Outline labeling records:
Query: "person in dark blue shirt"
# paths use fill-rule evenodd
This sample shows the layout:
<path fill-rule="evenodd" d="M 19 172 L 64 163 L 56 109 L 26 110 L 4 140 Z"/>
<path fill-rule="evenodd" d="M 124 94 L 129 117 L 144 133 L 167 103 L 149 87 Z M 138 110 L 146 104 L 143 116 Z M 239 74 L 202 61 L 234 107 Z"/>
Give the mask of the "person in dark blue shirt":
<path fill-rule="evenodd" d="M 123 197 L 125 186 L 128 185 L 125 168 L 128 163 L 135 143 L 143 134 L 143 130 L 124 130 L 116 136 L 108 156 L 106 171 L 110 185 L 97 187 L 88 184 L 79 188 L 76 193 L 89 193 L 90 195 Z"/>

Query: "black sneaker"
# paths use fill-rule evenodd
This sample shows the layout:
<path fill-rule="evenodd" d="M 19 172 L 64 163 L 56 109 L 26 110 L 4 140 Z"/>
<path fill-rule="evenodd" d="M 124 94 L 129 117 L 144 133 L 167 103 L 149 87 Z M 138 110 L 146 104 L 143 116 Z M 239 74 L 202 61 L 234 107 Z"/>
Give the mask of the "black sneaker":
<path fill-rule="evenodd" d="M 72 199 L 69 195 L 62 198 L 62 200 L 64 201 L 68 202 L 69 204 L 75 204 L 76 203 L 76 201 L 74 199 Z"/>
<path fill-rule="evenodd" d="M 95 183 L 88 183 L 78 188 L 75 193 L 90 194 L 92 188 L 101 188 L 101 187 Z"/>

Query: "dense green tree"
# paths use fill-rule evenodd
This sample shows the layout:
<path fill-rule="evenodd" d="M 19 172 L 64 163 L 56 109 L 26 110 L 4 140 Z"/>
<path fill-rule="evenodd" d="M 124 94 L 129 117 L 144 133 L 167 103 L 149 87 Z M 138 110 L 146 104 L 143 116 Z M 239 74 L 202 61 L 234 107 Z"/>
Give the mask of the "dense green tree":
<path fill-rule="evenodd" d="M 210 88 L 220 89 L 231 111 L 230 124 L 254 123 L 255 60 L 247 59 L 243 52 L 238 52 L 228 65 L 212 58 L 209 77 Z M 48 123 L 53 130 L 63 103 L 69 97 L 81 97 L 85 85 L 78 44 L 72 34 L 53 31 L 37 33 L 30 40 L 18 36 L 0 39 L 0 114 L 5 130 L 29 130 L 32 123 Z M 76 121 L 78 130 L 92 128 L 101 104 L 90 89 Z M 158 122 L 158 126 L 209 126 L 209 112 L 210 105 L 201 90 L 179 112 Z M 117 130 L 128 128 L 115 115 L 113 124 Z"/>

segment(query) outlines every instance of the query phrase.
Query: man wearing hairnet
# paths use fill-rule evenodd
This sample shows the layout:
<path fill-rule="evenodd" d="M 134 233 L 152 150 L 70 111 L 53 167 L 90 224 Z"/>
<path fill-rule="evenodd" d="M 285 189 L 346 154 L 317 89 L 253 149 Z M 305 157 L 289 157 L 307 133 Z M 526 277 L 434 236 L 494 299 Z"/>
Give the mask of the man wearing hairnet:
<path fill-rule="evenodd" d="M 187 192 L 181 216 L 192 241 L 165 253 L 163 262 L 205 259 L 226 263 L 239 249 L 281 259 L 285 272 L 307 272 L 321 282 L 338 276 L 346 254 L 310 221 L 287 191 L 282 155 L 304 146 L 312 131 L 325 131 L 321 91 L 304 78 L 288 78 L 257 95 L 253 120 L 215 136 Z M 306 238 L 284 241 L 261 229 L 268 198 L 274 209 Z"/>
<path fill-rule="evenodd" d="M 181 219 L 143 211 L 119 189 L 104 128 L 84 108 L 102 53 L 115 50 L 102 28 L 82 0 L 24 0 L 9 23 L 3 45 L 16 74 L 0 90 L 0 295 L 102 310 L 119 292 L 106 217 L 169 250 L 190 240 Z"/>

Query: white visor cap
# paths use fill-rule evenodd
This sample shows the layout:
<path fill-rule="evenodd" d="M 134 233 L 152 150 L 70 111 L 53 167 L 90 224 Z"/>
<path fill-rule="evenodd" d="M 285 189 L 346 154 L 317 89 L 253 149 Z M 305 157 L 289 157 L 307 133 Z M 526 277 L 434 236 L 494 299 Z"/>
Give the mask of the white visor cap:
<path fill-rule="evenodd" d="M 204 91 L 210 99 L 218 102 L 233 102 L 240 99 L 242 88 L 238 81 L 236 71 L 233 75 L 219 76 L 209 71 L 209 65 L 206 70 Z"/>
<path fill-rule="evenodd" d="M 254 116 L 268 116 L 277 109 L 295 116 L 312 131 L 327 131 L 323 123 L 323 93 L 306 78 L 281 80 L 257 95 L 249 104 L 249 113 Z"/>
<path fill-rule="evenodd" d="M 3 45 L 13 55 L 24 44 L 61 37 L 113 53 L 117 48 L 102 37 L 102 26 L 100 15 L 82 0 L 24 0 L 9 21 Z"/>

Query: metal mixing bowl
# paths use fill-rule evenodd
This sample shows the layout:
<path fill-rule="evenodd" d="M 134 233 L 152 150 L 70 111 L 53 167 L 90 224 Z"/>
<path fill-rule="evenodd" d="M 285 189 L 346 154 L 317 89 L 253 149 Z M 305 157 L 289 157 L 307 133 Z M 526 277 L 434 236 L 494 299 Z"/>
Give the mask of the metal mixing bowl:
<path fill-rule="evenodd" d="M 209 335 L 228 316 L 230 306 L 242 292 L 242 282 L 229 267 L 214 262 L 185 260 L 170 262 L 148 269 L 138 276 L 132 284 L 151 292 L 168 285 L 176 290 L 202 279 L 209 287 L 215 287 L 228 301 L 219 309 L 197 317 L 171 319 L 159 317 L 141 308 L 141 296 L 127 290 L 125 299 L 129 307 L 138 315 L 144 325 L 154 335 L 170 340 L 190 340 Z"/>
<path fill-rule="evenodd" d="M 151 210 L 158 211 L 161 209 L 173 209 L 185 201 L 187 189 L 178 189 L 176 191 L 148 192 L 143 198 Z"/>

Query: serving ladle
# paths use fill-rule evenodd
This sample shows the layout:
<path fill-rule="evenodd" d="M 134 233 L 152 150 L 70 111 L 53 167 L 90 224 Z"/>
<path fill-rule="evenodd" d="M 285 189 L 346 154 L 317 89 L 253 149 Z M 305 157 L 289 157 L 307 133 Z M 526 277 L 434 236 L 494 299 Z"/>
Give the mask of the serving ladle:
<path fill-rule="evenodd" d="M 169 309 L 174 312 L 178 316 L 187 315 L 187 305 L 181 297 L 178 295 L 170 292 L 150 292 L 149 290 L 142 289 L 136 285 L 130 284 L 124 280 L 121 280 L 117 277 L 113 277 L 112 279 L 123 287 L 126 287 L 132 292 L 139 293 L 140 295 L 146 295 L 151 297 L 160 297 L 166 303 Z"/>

WHAT IS EXPECTED: All of the entries above must be quoted exactly.

EXPECTED OUTPUT:
Query: "person in dark blue shirt"
# paths use fill-rule evenodd
This sample shows the layout:
<path fill-rule="evenodd" d="M 19 172 L 64 163 L 56 109 L 26 110 L 4 140 Z"/>
<path fill-rule="evenodd" d="M 124 94 L 129 117 L 144 133 L 167 103 L 149 87 Z M 138 110 L 146 104 L 143 116 Z M 239 74 L 202 61 L 234 107 Z"/>
Give the mask of the "person in dark blue shirt":
<path fill-rule="evenodd" d="M 123 197 L 125 186 L 128 185 L 125 168 L 128 163 L 135 143 L 143 134 L 143 130 L 124 130 L 116 136 L 108 156 L 106 171 L 110 185 L 97 187 L 88 184 L 79 188 L 76 193 L 89 193 L 90 195 Z"/>

Query: "black sneaker"
# paths use fill-rule evenodd
This sample shows the layout:
<path fill-rule="evenodd" d="M 19 172 L 64 163 L 56 109 L 26 110 L 4 140 Z"/>
<path fill-rule="evenodd" d="M 124 94 L 129 117 L 144 133 L 167 103 L 149 87 Z M 138 110 L 146 104 L 143 116 Z M 239 74 L 202 61 L 234 107 Z"/>
Give the mask of the "black sneaker":
<path fill-rule="evenodd" d="M 72 199 L 69 195 L 62 198 L 62 200 L 64 201 L 68 202 L 69 204 L 75 204 L 76 203 L 76 201 L 74 199 Z"/>
<path fill-rule="evenodd" d="M 95 183 L 88 183 L 78 188 L 75 193 L 90 194 L 92 188 L 101 188 L 101 187 Z"/>

Query: "dense green tree"
# paths use fill-rule evenodd
This sample shows the layout:
<path fill-rule="evenodd" d="M 19 172 L 64 163 L 56 109 L 26 110 L 4 140 Z"/>
<path fill-rule="evenodd" d="M 124 94 L 129 117 L 144 133 L 167 103 L 149 87 Z M 138 110 L 146 104 L 143 116 Z M 239 74 L 202 61 L 234 107 Z"/>
Give the mask of the "dense green tree":
<path fill-rule="evenodd" d="M 210 88 L 220 89 L 231 111 L 230 124 L 254 123 L 255 60 L 247 59 L 243 52 L 238 52 L 228 65 L 212 58 L 209 77 Z M 48 123 L 53 130 L 63 103 L 69 97 L 81 97 L 85 85 L 78 44 L 72 34 L 53 31 L 37 33 L 30 40 L 18 36 L 0 39 L 0 114 L 5 130 L 29 130 L 32 123 Z M 76 121 L 78 130 L 92 128 L 101 104 L 90 89 Z M 158 122 L 158 126 L 209 126 L 209 112 L 210 105 L 201 90 L 179 112 Z M 117 130 L 128 128 L 115 115 L 113 124 Z"/>

segment(query) outlines every instance of the query phrase.
Query: man wearing hairnet
# paths use fill-rule evenodd
This sample shows the layout:
<path fill-rule="evenodd" d="M 134 233 L 152 150 L 70 111 L 53 167 L 90 224 Z"/>
<path fill-rule="evenodd" d="M 285 189 L 346 154 L 317 89 L 253 149 Z M 305 157 L 289 157 L 307 133 Z M 526 277 L 434 236 L 494 299 Z"/>
Give the mask of the man wearing hairnet:
<path fill-rule="evenodd" d="M 187 192 L 181 216 L 192 241 L 165 253 L 163 262 L 205 259 L 226 263 L 239 249 L 281 259 L 285 272 L 307 272 L 321 282 L 338 276 L 346 254 L 310 221 L 287 191 L 282 155 L 304 146 L 312 131 L 325 131 L 321 91 L 304 78 L 288 78 L 257 95 L 253 120 L 215 136 Z M 306 238 L 284 241 L 261 229 L 268 198 L 274 209 Z"/>
<path fill-rule="evenodd" d="M 181 219 L 143 211 L 119 189 L 104 128 L 84 108 L 102 53 L 115 50 L 102 28 L 82 0 L 24 0 L 9 23 L 3 45 L 16 74 L 0 90 L 0 295 L 102 310 L 119 292 L 106 217 L 169 250 L 190 240 Z"/>

Query: white visor cap
# paths use fill-rule evenodd
This sample shows the layout:
<path fill-rule="evenodd" d="M 134 233 L 152 150 L 70 111 L 53 167 L 90 224 Z"/>
<path fill-rule="evenodd" d="M 285 189 L 346 154 L 317 89 L 253 149 Z M 305 157 L 289 157 L 307 133 Z M 526 277 L 434 236 L 494 299 Z"/>
Give the mask of the white visor cap:
<path fill-rule="evenodd" d="M 204 91 L 210 99 L 218 102 L 233 102 L 240 99 L 242 88 L 238 81 L 236 71 L 233 75 L 219 76 L 209 71 L 209 65 L 206 70 Z"/>
<path fill-rule="evenodd" d="M 254 116 L 268 116 L 277 109 L 295 116 L 312 131 L 327 131 L 323 123 L 323 93 L 306 78 L 281 80 L 257 95 L 249 104 L 249 113 Z"/>
<path fill-rule="evenodd" d="M 3 45 L 13 55 L 24 44 L 61 37 L 113 53 L 117 48 L 102 37 L 102 26 L 100 15 L 82 0 L 24 0 L 9 21 Z"/>

Query: metal mixing bowl
# paths use fill-rule evenodd
This sample shows the layout:
<path fill-rule="evenodd" d="M 134 233 L 152 150 L 70 111 L 53 167 L 90 224 Z"/>
<path fill-rule="evenodd" d="M 285 189 L 346 154 L 317 89 L 253 149 Z M 305 157 L 289 157 L 307 133 Z M 526 277 L 434 236 L 494 299 Z"/>
Give the mask of the metal mixing bowl:
<path fill-rule="evenodd" d="M 209 335 L 228 316 L 230 306 L 242 292 L 242 282 L 229 267 L 214 262 L 185 260 L 170 262 L 148 269 L 138 276 L 132 284 L 151 292 L 168 285 L 176 290 L 202 279 L 209 287 L 215 287 L 228 301 L 219 309 L 197 317 L 171 319 L 159 317 L 141 308 L 141 296 L 127 290 L 125 299 L 129 307 L 138 315 L 144 325 L 154 335 L 170 340 L 190 340 Z"/>
<path fill-rule="evenodd" d="M 151 210 L 158 211 L 161 209 L 173 209 L 185 201 L 187 189 L 178 189 L 176 191 L 148 192 L 143 198 Z"/>

Query: serving ladle
# paths use fill-rule evenodd
This sample shows the layout:
<path fill-rule="evenodd" d="M 134 233 L 152 150 L 70 111 L 53 167 L 90 224 Z"/>
<path fill-rule="evenodd" d="M 285 189 L 346 154 L 317 89 L 253 149 Z M 305 157 L 289 157 L 307 133 Z M 526 277 L 434 236 L 494 299 Z"/>
Give the mask of the serving ladle:
<path fill-rule="evenodd" d="M 169 309 L 174 312 L 178 316 L 187 315 L 187 305 L 181 297 L 178 295 L 170 292 L 150 292 L 149 290 L 142 289 L 136 285 L 130 284 L 124 280 L 121 280 L 117 277 L 113 277 L 112 279 L 123 287 L 126 287 L 132 292 L 139 293 L 140 295 L 146 295 L 151 297 L 160 297 L 166 303 Z"/>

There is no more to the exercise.